→ SUPPLIED MATERIAL
^^^^

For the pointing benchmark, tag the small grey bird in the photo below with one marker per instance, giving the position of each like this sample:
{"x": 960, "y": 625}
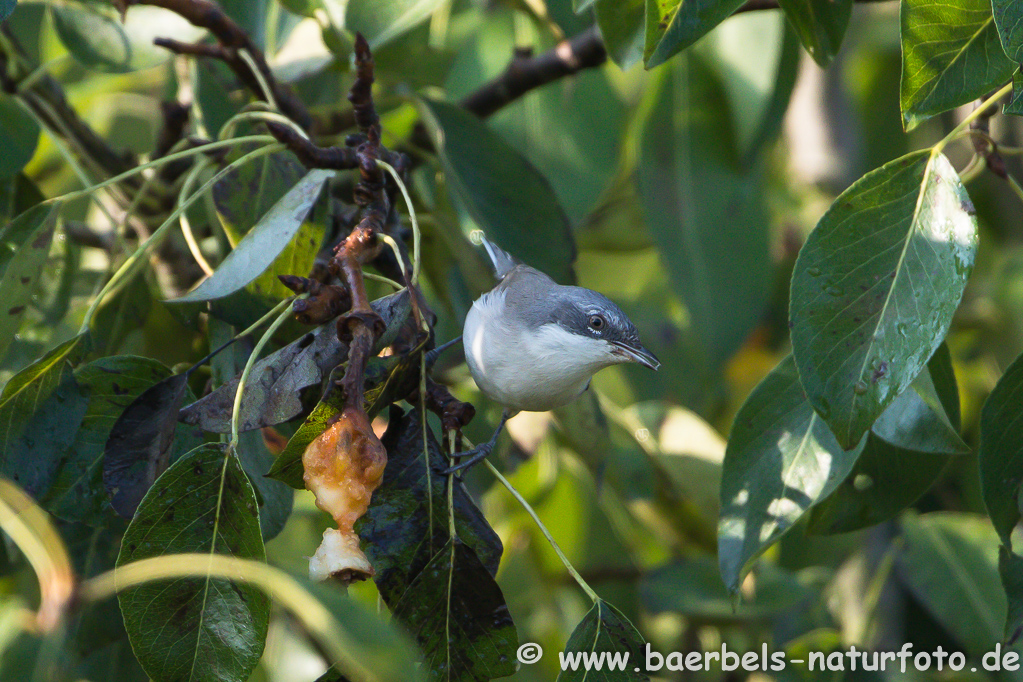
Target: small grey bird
{"x": 533, "y": 345}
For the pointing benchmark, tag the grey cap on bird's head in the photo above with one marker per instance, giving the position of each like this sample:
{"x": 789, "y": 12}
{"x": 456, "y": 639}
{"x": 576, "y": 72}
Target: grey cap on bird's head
{"x": 537, "y": 300}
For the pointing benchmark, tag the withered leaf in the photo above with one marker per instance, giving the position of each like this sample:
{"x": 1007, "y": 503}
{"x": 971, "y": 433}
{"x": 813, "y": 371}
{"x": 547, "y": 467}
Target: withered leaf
{"x": 459, "y": 618}
{"x": 406, "y": 524}
{"x": 271, "y": 395}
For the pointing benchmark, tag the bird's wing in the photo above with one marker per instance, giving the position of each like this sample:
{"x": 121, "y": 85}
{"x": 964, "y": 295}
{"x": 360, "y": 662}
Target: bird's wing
{"x": 502, "y": 261}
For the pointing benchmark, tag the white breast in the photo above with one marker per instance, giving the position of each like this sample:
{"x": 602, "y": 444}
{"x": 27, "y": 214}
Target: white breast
{"x": 523, "y": 369}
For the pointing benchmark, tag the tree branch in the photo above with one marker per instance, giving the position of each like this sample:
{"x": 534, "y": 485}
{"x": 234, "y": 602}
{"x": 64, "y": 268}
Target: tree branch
{"x": 527, "y": 73}
{"x": 232, "y": 39}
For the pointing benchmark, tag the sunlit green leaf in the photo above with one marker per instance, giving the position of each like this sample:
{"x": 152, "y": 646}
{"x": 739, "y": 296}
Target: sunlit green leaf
{"x": 918, "y": 419}
{"x": 674, "y": 25}
{"x": 1015, "y": 105}
{"x": 820, "y": 25}
{"x": 782, "y": 459}
{"x": 459, "y": 617}
{"x": 25, "y": 243}
{"x": 374, "y": 640}
{"x": 250, "y": 191}
{"x": 41, "y": 408}
{"x": 950, "y": 55}
{"x": 622, "y": 25}
{"x": 605, "y": 630}
{"x": 196, "y": 628}
{"x": 693, "y": 587}
{"x": 1011, "y": 571}
{"x": 96, "y": 37}
{"x": 949, "y": 563}
{"x": 705, "y": 212}
{"x": 1002, "y": 450}
{"x": 18, "y": 136}
{"x": 758, "y": 90}
{"x": 887, "y": 478}
{"x": 875, "y": 287}
{"x": 503, "y": 193}
{"x": 383, "y": 20}
{"x": 264, "y": 242}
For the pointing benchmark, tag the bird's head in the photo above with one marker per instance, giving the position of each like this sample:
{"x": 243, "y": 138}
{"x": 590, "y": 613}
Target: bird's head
{"x": 599, "y": 328}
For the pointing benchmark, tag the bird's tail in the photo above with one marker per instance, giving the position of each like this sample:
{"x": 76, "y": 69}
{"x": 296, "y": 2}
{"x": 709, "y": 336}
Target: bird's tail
{"x": 502, "y": 261}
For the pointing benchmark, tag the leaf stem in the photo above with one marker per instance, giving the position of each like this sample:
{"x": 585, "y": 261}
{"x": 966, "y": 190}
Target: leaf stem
{"x": 282, "y": 310}
{"x": 126, "y": 270}
{"x": 416, "y": 237}
{"x": 186, "y": 224}
{"x": 29, "y": 527}
{"x": 162, "y": 162}
{"x": 258, "y": 75}
{"x": 973, "y": 116}
{"x": 543, "y": 529}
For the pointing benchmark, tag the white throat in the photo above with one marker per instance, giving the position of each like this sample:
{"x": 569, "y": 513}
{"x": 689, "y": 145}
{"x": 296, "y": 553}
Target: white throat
{"x": 528, "y": 369}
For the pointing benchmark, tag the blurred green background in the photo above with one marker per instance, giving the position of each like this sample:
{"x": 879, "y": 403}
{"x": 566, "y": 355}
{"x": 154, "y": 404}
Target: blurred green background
{"x": 688, "y": 190}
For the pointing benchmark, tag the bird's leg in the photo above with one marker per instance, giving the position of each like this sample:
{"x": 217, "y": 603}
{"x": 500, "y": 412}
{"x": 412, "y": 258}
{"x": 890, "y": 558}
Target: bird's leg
{"x": 481, "y": 451}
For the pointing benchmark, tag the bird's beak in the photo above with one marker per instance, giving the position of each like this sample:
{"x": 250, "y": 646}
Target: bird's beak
{"x": 640, "y": 355}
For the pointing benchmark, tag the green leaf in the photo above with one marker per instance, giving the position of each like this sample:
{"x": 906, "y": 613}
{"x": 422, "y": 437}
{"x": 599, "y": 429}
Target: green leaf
{"x": 18, "y": 135}
{"x": 250, "y": 191}
{"x": 1008, "y": 16}
{"x": 585, "y": 115}
{"x": 459, "y": 617}
{"x": 41, "y": 408}
{"x": 693, "y": 587}
{"x": 406, "y": 524}
{"x": 606, "y": 630}
{"x": 302, "y": 7}
{"x": 758, "y": 90}
{"x": 1015, "y": 104}
{"x": 30, "y": 236}
{"x": 121, "y": 314}
{"x": 96, "y": 37}
{"x": 674, "y": 25}
{"x": 1011, "y": 571}
{"x": 383, "y": 20}
{"x": 950, "y": 56}
{"x": 622, "y": 26}
{"x": 273, "y": 498}
{"x": 949, "y": 562}
{"x": 876, "y": 285}
{"x": 1001, "y": 453}
{"x": 261, "y": 246}
{"x": 374, "y": 641}
{"x": 782, "y": 459}
{"x": 503, "y": 193}
{"x": 887, "y": 479}
{"x": 196, "y": 628}
{"x": 138, "y": 447}
{"x": 820, "y": 25}
{"x": 112, "y": 384}
{"x": 917, "y": 419}
{"x": 272, "y": 392}
{"x": 710, "y": 225}
{"x": 17, "y": 194}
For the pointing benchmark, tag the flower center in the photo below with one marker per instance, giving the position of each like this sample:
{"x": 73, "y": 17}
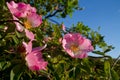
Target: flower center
{"x": 27, "y": 24}
{"x": 74, "y": 48}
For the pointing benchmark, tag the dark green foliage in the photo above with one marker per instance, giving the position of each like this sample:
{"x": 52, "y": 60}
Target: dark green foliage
{"x": 60, "y": 65}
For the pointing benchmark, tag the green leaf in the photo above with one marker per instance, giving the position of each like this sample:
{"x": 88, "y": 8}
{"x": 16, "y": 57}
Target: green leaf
{"x": 107, "y": 68}
{"x": 4, "y": 65}
{"x": 114, "y": 75}
{"x": 16, "y": 72}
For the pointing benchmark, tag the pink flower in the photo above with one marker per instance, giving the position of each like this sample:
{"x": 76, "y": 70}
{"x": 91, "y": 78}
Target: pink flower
{"x": 63, "y": 28}
{"x": 19, "y": 27}
{"x": 30, "y": 35}
{"x": 76, "y": 45}
{"x": 34, "y": 57}
{"x": 20, "y": 9}
{"x": 34, "y": 19}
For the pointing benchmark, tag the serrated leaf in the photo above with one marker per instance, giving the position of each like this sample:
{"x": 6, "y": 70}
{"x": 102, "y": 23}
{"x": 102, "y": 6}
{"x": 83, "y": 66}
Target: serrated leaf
{"x": 15, "y": 39}
{"x": 16, "y": 72}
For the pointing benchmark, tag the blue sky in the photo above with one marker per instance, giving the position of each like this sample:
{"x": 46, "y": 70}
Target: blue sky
{"x": 103, "y": 13}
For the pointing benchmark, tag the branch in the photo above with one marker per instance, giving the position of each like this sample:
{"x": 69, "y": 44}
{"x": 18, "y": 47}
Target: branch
{"x": 1, "y": 22}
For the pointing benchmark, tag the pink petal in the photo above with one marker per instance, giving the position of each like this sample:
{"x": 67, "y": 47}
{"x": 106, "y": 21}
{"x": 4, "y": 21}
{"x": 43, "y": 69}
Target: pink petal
{"x": 29, "y": 34}
{"x": 28, "y": 47}
{"x": 35, "y": 61}
{"x": 19, "y": 27}
{"x": 76, "y": 45}
{"x": 20, "y": 9}
{"x": 35, "y": 19}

^^^^

→ WHAT YOU NEED TO DO
Reproduce exactly the lines from the one containing "For the pointing benchmark, tag the dark" through the last line of the records above, including both, and nothing else.

→ TASK OUTPUT
For the pointing benchmark, tag the dark green foliage in the photo above with one marker per instance, giving the position of each like this sample:
{"x": 52, "y": 60}
Target: dark green foliage
{"x": 60, "y": 65}
For the pointing benchmark, tag the green leaf in the photo above with one marker per instance, giving the position of each like this sample:
{"x": 88, "y": 8}
{"x": 16, "y": 57}
Target: green leaf
{"x": 107, "y": 68}
{"x": 4, "y": 65}
{"x": 114, "y": 75}
{"x": 16, "y": 72}
For the pointing benchmark, tag the pink flower in the photo above with one marker per instance, giving the position of each like this sample:
{"x": 76, "y": 70}
{"x": 91, "y": 78}
Target: pink flower
{"x": 63, "y": 28}
{"x": 19, "y": 27}
{"x": 30, "y": 35}
{"x": 76, "y": 45}
{"x": 34, "y": 57}
{"x": 20, "y": 9}
{"x": 34, "y": 19}
For the pointing benchmark, tag the serrated leaf in the photo above with one marker per instance, giving the position of each like this sample:
{"x": 6, "y": 70}
{"x": 102, "y": 23}
{"x": 102, "y": 6}
{"x": 83, "y": 66}
Target: serrated leaf
{"x": 15, "y": 39}
{"x": 16, "y": 72}
For the pointing benchmark, tag the blue sky in the photo above with one marker per instance, giving the position of each like this sample:
{"x": 46, "y": 70}
Target: blue sky
{"x": 103, "y": 13}
For the pointing benchmark, tag the branch in the photo above with one marker per instance, giving the position of each like this sample:
{"x": 69, "y": 44}
{"x": 18, "y": 47}
Target: branch
{"x": 1, "y": 22}
For the pointing benchmark, tag the pink petal in the photo above with one marker per instance, giving the position of each like this sample:
{"x": 67, "y": 47}
{"x": 106, "y": 21}
{"x": 4, "y": 21}
{"x": 43, "y": 69}
Target: pink petal
{"x": 29, "y": 34}
{"x": 28, "y": 47}
{"x": 35, "y": 61}
{"x": 19, "y": 27}
{"x": 76, "y": 45}
{"x": 20, "y": 9}
{"x": 35, "y": 19}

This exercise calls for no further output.